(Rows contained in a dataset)

-- begin --

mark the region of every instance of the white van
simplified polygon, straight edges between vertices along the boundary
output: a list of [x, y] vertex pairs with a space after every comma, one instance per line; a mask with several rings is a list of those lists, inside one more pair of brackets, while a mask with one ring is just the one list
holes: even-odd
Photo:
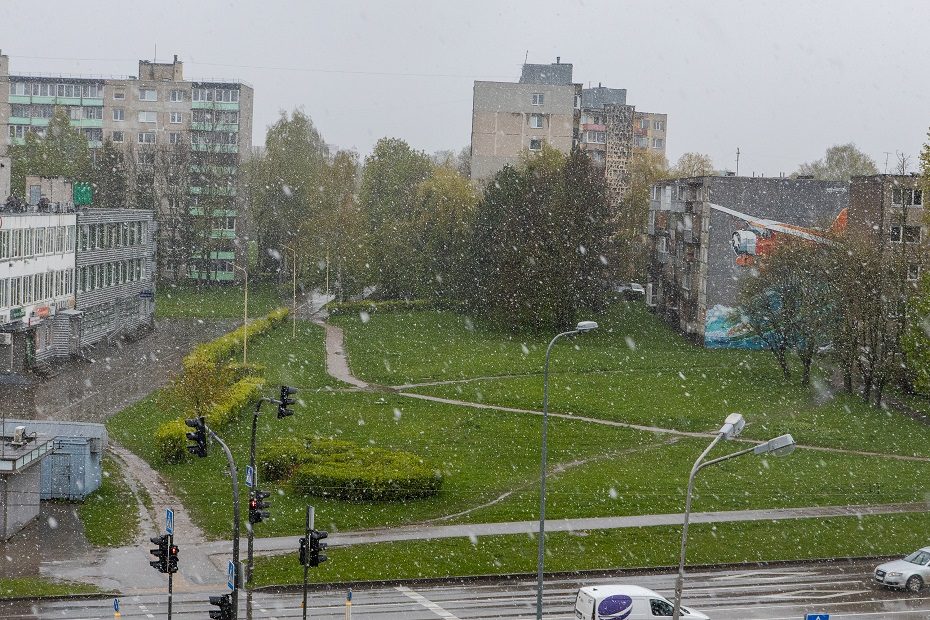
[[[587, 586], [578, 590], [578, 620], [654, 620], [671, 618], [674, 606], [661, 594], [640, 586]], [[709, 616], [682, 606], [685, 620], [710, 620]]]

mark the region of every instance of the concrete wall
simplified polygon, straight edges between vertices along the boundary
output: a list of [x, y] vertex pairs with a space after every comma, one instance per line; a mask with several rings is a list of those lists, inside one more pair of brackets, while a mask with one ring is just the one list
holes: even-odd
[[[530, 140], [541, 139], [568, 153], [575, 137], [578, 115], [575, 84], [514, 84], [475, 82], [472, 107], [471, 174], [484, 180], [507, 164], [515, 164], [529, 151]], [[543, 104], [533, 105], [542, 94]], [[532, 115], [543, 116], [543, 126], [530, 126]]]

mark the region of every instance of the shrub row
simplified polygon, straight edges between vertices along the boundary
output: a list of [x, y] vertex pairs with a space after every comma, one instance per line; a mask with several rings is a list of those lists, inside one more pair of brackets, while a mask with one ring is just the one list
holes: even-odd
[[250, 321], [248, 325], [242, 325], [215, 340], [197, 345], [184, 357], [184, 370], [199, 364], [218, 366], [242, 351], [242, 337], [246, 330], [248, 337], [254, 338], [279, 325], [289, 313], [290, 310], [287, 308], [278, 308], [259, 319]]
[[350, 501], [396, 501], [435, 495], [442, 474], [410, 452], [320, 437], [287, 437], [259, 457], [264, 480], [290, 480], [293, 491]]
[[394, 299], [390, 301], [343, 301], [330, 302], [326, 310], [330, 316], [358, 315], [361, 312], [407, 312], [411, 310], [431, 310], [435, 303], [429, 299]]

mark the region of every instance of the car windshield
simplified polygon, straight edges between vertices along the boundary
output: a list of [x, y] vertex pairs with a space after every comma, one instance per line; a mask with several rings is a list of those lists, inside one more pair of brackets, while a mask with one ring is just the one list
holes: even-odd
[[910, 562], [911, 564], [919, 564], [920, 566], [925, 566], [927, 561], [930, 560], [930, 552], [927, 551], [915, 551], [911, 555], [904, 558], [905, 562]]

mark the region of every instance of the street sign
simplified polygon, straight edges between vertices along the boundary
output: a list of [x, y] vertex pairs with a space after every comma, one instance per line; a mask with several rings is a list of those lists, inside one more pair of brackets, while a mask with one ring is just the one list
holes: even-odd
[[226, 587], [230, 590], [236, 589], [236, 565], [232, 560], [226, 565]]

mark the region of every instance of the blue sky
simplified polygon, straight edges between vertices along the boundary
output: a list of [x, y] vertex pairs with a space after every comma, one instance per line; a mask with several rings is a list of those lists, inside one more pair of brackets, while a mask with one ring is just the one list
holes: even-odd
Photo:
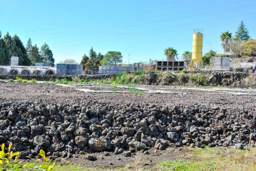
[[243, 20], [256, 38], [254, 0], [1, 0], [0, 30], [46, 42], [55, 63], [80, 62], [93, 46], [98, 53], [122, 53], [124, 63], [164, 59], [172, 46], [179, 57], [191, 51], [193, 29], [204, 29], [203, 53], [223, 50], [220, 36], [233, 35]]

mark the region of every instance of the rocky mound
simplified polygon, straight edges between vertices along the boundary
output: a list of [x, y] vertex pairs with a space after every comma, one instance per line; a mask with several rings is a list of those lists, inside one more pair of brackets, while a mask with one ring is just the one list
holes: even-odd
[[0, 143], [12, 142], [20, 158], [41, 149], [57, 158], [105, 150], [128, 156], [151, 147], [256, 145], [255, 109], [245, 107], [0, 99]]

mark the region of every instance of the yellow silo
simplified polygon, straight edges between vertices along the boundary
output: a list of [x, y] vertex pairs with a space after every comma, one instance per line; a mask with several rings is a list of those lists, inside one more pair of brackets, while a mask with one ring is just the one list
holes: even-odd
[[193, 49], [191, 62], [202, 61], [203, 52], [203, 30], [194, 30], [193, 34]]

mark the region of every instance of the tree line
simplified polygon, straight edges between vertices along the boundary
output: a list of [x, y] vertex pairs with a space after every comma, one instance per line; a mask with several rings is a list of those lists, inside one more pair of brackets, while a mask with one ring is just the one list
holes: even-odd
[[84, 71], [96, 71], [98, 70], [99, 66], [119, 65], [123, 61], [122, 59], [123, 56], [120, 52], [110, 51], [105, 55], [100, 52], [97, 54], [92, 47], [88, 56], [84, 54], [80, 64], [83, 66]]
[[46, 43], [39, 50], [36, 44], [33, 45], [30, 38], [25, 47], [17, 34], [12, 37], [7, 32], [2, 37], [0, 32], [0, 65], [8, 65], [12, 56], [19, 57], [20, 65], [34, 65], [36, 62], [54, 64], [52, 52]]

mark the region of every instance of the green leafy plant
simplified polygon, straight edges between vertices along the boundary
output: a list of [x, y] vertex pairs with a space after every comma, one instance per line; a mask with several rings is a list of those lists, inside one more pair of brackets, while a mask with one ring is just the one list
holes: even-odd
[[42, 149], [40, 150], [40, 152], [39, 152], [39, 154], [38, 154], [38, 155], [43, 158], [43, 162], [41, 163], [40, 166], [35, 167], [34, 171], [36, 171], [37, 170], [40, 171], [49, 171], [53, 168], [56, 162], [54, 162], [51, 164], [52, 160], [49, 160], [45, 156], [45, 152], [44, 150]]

-- end --

Return every row above verbatim, omitting the pictures.

# [THE COMPLETED TASK]
mark the region of every instance of the white van
simplified polygon, straight edges between vertices along the boundary
output: a list of [x, y] vertex pairs with a space after every comma, one instance per line; a mask with several rings is a list of those lists, inside one more pair of brackets, while a mask with one ring is just the one list
holes: even-odd
Photo:
[[[587, 586], [578, 590], [578, 620], [654, 620], [671, 618], [674, 606], [661, 594], [640, 586]], [[709, 616], [682, 606], [685, 620], [710, 620]]]

mark the region of every instance of the concrete wall
simplified polygon, straight edges between vertices along the boundary
output: a list of [x, y] vertex pairs with a space after every comma, one instance per line; a mask with several rings is a list of those lists, inside one more pair of brackets, while a mask with one ring is just the one list
holes: even-odd
[[[530, 140], [541, 139], [568, 153], [575, 137], [578, 115], [575, 84], [514, 84], [475, 82], [472, 107], [471, 174], [484, 180], [507, 164], [515, 164], [529, 151]], [[543, 104], [533, 105], [542, 94]], [[532, 115], [543, 116], [543, 126], [530, 126]]]

mark the region of every instance of the shrub row
simplified polygon, straight edges between vertices along the boundary
output: a list of [x, y] vertex pairs with a space after every comma, one instance per line; a mask with several rings is a list of those lists, inside one more pair of brackets, while a mask with one ring is just the one list
holes: even-odd
[[250, 321], [248, 325], [242, 325], [215, 340], [197, 345], [184, 357], [184, 370], [199, 364], [218, 366], [242, 351], [242, 337], [246, 330], [248, 337], [254, 338], [279, 325], [289, 313], [290, 310], [287, 308], [278, 308], [259, 319]]
[[350, 501], [396, 501], [435, 495], [442, 474], [410, 452], [320, 437], [287, 437], [259, 457], [264, 480], [290, 480], [293, 491]]
[[394, 299], [390, 301], [343, 301], [330, 302], [326, 310], [330, 316], [358, 315], [361, 312], [407, 312], [411, 310], [431, 310], [435, 303], [429, 299]]

mark the region of every instance of the car windshield
simplified polygon, straight edges between vertices along the boundary
output: a list of [x, y] vertex pairs with a space after every comma, one instance per line; a mask with several rings is a list of those lists, inside one more pair of brackets, while a mask with one ring is just the one list
holes: even-odd
[[910, 562], [911, 564], [919, 564], [920, 566], [925, 566], [927, 561], [930, 560], [930, 552], [927, 551], [915, 551], [911, 555], [904, 558], [905, 562]]

mark the region of every instance of the street sign
simplified polygon, straight edges between vertices along the boundary
output: a list of [x, y] vertex pairs with a space after every comma, one instance per line; a mask with several rings is a list of those lists, inside one more pair of brackets, while a mask with one ring is just the one list
holes: even-odd
[[226, 587], [230, 590], [236, 589], [236, 565], [232, 560], [226, 565]]

mark the region of every instance of the blue sky
simplified polygon, straight edges between vertices along the boundary
output: a list of [x, y] vertex pairs with a space after every comma, one instance per line; a mask with several rings is a list of those lists, inside one more pair of brackets, while a mask with one ring is just the one list
holes: even-odd
Photo:
[[243, 20], [256, 38], [254, 0], [1, 0], [0, 30], [46, 42], [55, 63], [80, 62], [93, 46], [98, 53], [122, 53], [124, 63], [164, 59], [172, 46], [179, 57], [191, 51], [193, 29], [204, 29], [203, 53], [223, 50], [220, 36], [233, 35]]

mark the region of every instance of the rocky mound
simplified polygon, straight edges between vertices along the boundary
output: a list of [x, y] vertex pairs with a space after every comma, one instance per line; a mask with several rings is a list of those lists, inside one more pair of brackets, while a mask with one ring is just the one list
holes: even-odd
[[0, 143], [12, 142], [20, 158], [41, 149], [57, 158], [105, 150], [128, 156], [151, 147], [256, 145], [255, 109], [245, 107], [0, 99]]

mark the region of every instance of the yellow silo
simplified polygon, straight edges between vertices along the boundary
output: a list of [x, y] vertex pairs with a space after every comma, one instance per line; a mask with several rings is a list of those lists, inside one more pair of brackets, while a mask with one ring is just the one list
holes: even-odd
[[193, 49], [191, 62], [202, 61], [203, 52], [203, 30], [194, 30], [193, 34]]

mark the region of every instance of the tree line
simplified polygon, straight edges between vertices along the boundary
output: a list of [x, y] vertex pairs with a space after every comma, one instance per line; a mask with several rings is a list of those lists, inside one more pair of brackets, while a mask with one ring is just the one list
holes: even-odd
[[84, 71], [96, 71], [98, 70], [99, 66], [119, 65], [123, 61], [122, 59], [123, 56], [120, 52], [110, 51], [105, 55], [100, 52], [97, 54], [92, 47], [88, 56], [84, 54], [80, 64], [83, 66]]
[[46, 43], [39, 50], [36, 44], [33, 45], [30, 38], [25, 47], [17, 34], [12, 37], [7, 32], [2, 37], [0, 32], [0, 65], [8, 65], [12, 56], [19, 57], [20, 65], [34, 65], [36, 62], [54, 64], [52, 52]]

mark the region of every instance of the green leafy plant
simplified polygon, straight edges between vertices along the boundary
output: a list of [x, y] vertex pairs with a space after every comma, one instance per line; a mask with several rings is a list of those lists, inside one more pair of brackets, while a mask with one ring is just the one list
holes: even-odd
[[42, 149], [40, 150], [40, 152], [39, 152], [39, 154], [38, 154], [38, 155], [43, 158], [43, 162], [41, 163], [40, 166], [35, 167], [34, 171], [36, 171], [37, 170], [40, 171], [49, 171], [53, 168], [56, 162], [54, 162], [51, 164], [52, 160], [49, 160], [45, 156], [45, 152], [44, 150]]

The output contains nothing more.